EXERCISE PASSAGE:
★ ★ ★ ★

Tens of thousands of transplants of marrow, peripheral blood stem cells and umbilical cord blood stem cells occur each year. Moreover, additional indications for transplantation of stem cell including hematopoietic stem cells continue to be reported, steadily increasing the number and frequency of transplants. The complexity of cell processing for transplantation also continues to grow and evolve rapidly, often resulting in longer processing times and necessitating transportation of cells to centers capable of performing more sophisticated cell processing procedures.
Hematopoietic cell transplantation may involve a donor and recipient treated at different institutions, e.g., allogenic transplantation. For autologous transplants, bone marrow is occasionally sent to a larger hospital for specialized treatment, such as the purging of tumor cells. Occasionally, cells to be transplanted are collected at one hospital, then transported to the transplant institution where the cells undergo processing and transplant. Due to geographic separation between donor and recipient, cells may be in transport for extended periods of time, e.g., 36 hours, and sometimes much longer between the cell harvest and arrival at the processing laboratory, as many donor programs match donor and recipients in different countries.
Following transport, cells can arrive at a processing laboratory at virtually any hour of the day or night, often with extensive processing still to be performed. The processing laboratory faces two alternatives: to store the cells until daytime staff are available, or to process the cells for transplantation immediately upon receipt. The latter requires 24-hour staffing for the processing laboratory and is clearly not possible at most institutions. The former alternative presents the problem of how to store the cells, in which bags, at what temperature and in which medium or solution. Clinical laboratories in general are neither staffed nor equipped to solve this problem to the satisfaction of transplant clinicians.

★ ★ ★ ★

INFORMATION SUPPLIED:
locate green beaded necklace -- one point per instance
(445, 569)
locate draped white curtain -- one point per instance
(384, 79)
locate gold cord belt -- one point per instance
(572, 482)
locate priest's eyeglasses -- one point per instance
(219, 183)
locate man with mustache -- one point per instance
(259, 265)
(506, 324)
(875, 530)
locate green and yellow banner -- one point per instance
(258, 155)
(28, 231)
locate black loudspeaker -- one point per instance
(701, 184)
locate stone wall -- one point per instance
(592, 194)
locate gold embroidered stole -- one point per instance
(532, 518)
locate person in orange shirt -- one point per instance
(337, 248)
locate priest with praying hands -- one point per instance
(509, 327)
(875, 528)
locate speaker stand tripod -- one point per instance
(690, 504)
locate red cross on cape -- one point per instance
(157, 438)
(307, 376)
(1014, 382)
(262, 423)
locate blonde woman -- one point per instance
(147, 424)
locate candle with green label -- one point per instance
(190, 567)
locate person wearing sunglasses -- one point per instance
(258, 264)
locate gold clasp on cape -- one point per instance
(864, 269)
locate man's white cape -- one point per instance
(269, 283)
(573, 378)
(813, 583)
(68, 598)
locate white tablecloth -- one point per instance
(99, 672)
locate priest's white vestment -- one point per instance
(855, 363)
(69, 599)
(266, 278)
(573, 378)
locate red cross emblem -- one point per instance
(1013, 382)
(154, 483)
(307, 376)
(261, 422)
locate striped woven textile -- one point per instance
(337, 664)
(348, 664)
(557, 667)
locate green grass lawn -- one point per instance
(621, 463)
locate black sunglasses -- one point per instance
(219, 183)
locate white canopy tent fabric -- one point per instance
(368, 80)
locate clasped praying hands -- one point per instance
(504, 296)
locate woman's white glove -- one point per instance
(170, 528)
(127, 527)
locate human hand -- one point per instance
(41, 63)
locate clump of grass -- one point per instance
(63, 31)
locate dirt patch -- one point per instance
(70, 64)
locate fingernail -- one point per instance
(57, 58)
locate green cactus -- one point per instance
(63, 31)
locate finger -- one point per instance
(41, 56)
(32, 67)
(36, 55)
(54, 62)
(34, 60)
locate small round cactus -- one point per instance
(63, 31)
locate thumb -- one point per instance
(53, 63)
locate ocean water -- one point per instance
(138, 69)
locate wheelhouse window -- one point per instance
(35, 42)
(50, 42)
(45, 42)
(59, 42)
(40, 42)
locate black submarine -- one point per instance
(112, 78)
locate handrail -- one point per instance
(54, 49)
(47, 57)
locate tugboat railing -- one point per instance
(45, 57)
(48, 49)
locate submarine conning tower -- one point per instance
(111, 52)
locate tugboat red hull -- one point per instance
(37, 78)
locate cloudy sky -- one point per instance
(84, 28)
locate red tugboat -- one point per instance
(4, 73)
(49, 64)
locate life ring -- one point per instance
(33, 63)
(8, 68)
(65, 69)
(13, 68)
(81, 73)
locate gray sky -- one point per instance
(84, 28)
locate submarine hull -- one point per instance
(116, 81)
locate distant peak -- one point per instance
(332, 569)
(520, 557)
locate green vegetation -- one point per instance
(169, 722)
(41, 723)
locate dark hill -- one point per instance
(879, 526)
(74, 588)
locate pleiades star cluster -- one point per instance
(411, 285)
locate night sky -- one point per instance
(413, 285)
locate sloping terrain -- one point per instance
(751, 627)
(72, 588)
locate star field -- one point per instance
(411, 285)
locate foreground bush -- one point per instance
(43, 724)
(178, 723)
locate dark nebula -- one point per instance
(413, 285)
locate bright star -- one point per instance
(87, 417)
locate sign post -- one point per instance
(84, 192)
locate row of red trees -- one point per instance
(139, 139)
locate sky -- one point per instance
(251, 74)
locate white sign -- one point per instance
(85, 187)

★ ★ ★ ★

PROMPT A:
Reproduce the passage on transporting stem cells for transplantation word for word, starting at "Following transport, cells" and ending at "of transplant clinicians.".
PROMPT B:
Resume the passage on transporting stem cells for transplantation, writing what comes after its final sentence.

WRITTEN RESPONSE A:
Following transport, cells can arrive at a processing laboratory at virtually any hour of the day or night, often with extensive processing still to be performed. The processing laboratory faces two alternatives: to store the cells until daytime staff are available, or to process the cells for transplantation immediately upon receipt. The latter requires 24-hour staffing for the processing laboratory and is clearly not possible at most institutions. The former alternative presents the problem of how to store the cells, in which bags, at what temperature and in which medium or solution. Clinical laboratories in general are neither staffed nor equipped to solve this problem to the satisfaction of transplant clinicians.

WRITTEN RESPONSE B:
Since 1970, tissue culture medium has been used for the collection of transplantable hematopoietic stem cells (Thomas et al., Blood, 36:507 (1970)). Media designated for in vitro use, such as tissue culture medium, only contain combinations of inorganic salts, amino acids, vitamins, sugars, dyes, e.g., phenol red and other constituents not available in U.S.P. grade. These solutions employ a phosphate-based buffering system designed for use in the 5% CO2 atmosphere of a cell culture incubator. Such a buffering system is, however, ineffective at atmospheric CO2 concentrations. Cells stored and transported in these solutions are essentially without environmental pH control.
Because of the increasingly widespread use of bone marrow and peripheral blood progenitor cells in the treatment of malignancies and hematopoietic disorders, accrediting and regulatory agencies are developing and issuing standards and guidelines for the preparation of components for transplantation (Phillips et al., Biol. of Blood and Marrow Transpln., 1:54 (1995); Standards for hematopoietic progenitor cell collection, processing and transplantation, Foundation for the Accreditation of Hematopoietic Cell Therapy (“FAHCT”) 1st edn. (1996)). None of the tissue culture media used in marrow collection have been licensed by the United States Food and Drug Administration for in vivo human use. Other non-licensed agents such as dimethylsulfoxide (“DMSO”) and Ficoll-hypaque are also used in the processing and preservation of stem cells and other hematopoietic cells but at this time there are no comparable approved substances with which to replace them.
There is a need for a medium for short-term storage of stem cells, e.g., prior to, during and after processing, that permits shipment of cells from a processing center to a transplant center in the absence of cryogenic conditions.